**WHAT THIS TASK INVOLVES:** Starting at the first line of the listing and ending after the line that contains "POLYGON ((191 119, 193", render those lines as a JSON list of strings, one string per line, leaving out any blank lines.

** Begin SOURCE RECORDS **

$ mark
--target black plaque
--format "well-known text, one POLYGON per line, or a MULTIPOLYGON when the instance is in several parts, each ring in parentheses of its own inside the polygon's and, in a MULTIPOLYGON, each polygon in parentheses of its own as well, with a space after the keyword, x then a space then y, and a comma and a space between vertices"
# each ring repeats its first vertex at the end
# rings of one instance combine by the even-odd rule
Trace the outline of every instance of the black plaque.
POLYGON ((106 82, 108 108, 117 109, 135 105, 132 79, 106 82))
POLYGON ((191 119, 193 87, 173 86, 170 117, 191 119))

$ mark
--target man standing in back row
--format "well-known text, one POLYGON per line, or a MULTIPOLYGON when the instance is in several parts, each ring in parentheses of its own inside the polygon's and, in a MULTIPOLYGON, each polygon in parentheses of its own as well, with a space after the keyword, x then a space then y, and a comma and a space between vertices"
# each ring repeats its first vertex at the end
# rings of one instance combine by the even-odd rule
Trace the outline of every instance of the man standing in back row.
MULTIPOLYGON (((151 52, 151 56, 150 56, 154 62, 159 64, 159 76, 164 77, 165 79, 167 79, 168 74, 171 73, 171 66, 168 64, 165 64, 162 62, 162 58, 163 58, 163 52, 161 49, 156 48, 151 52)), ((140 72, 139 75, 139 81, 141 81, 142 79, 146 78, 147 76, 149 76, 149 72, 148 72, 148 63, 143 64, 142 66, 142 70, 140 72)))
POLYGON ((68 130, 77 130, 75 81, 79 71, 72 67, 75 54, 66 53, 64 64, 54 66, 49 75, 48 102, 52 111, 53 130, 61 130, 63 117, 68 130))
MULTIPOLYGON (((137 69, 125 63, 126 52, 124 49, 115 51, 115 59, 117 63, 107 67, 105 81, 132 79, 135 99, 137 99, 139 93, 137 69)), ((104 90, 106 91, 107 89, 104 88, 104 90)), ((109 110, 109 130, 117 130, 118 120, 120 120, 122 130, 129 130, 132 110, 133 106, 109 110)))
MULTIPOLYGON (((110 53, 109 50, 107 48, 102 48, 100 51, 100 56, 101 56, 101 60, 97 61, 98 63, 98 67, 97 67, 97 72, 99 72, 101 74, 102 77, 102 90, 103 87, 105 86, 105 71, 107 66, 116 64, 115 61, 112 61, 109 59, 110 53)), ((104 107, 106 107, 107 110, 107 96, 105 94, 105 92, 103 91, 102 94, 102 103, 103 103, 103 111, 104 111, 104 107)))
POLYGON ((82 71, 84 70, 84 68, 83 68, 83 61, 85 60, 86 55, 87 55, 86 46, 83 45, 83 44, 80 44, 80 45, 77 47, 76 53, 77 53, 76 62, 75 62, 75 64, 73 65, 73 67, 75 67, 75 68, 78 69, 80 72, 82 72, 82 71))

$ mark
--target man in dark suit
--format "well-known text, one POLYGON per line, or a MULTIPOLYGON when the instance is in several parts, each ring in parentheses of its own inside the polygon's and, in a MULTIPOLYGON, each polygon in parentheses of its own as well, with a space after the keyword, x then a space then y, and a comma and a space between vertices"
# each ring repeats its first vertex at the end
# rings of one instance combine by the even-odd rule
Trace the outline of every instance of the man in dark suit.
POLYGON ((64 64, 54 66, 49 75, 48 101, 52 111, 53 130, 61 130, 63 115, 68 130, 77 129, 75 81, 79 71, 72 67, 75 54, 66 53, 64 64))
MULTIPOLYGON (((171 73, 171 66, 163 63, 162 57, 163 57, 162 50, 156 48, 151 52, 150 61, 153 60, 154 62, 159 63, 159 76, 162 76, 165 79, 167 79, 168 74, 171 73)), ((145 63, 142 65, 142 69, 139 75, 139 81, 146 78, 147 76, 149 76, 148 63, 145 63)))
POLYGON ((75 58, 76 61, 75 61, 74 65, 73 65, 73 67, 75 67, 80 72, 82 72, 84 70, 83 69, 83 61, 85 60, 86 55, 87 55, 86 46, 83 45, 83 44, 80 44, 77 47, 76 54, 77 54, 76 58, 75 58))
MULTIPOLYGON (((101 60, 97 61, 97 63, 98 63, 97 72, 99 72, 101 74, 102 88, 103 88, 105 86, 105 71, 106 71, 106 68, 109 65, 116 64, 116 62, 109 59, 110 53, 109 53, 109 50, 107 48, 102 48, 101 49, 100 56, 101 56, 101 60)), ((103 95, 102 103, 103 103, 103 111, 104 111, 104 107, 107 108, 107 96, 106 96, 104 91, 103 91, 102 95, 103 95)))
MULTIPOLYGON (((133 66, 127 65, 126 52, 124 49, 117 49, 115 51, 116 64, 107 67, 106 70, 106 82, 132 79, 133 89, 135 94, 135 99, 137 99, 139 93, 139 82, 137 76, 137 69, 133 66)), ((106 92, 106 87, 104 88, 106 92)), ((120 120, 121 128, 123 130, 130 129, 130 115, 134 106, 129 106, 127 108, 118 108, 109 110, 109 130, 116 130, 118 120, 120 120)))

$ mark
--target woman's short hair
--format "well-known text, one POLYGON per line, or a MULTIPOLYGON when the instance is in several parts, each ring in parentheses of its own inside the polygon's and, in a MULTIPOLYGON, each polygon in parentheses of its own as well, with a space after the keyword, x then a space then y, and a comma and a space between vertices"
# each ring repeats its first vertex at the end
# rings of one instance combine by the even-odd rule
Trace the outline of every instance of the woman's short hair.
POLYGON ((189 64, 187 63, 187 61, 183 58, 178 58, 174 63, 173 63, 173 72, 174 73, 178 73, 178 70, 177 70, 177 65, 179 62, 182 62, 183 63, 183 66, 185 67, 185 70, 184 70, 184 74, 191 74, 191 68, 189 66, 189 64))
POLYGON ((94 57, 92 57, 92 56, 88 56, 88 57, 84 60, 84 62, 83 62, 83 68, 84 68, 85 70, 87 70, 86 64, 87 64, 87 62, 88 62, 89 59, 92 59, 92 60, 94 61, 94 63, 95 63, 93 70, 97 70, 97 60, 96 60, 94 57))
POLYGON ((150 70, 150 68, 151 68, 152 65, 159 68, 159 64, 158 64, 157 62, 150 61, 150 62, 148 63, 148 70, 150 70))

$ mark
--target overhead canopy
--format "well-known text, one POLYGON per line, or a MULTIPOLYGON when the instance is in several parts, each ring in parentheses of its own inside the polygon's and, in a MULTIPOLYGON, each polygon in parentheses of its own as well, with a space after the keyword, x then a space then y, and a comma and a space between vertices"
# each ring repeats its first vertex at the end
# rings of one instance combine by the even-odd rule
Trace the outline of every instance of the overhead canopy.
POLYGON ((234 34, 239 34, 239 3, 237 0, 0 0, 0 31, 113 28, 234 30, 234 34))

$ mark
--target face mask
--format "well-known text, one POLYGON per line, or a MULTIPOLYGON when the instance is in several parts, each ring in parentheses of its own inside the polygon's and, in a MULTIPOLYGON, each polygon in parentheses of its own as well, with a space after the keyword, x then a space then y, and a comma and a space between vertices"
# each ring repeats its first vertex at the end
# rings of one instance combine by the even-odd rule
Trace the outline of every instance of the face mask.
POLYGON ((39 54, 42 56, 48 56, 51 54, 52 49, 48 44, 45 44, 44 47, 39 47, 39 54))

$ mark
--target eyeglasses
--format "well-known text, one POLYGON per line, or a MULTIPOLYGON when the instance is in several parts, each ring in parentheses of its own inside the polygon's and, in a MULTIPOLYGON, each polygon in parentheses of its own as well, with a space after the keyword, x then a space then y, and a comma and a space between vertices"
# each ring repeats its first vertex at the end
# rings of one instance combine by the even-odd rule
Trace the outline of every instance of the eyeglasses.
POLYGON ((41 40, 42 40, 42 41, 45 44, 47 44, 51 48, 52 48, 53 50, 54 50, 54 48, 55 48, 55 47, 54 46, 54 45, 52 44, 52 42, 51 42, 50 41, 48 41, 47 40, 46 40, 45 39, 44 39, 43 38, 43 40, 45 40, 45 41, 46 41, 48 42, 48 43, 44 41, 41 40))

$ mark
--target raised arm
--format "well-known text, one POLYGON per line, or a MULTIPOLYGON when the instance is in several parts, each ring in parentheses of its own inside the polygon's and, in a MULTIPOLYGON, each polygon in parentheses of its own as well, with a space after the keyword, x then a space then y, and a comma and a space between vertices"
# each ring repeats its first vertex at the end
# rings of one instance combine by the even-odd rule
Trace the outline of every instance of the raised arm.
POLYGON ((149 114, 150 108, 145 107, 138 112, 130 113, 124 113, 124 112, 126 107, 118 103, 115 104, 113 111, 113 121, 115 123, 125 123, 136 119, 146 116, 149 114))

** End SOURCE RECORDS **

**SOLUTION FOR THIS PROBLEM:**
[
  "$ mark",
  "--target black plaque",
  "--format \"well-known text, one POLYGON per line, or a MULTIPOLYGON when the instance is in several parts, each ring in parentheses of its own inside the polygon's and, in a MULTIPOLYGON, each polygon in parentheses of its own as well, with a space after the keyword, x then a space then y, and a comma and a space between vertices\"",
  "# each ring repeats its first vertex at the end",
  "# rings of one instance combine by the even-odd rule",
  "Trace the outline of every instance of the black plaque.",
  "POLYGON ((106 82, 108 108, 117 109, 135 105, 132 79, 106 82))",
  "POLYGON ((191 119, 193 87, 173 86, 170 117, 191 119))"
]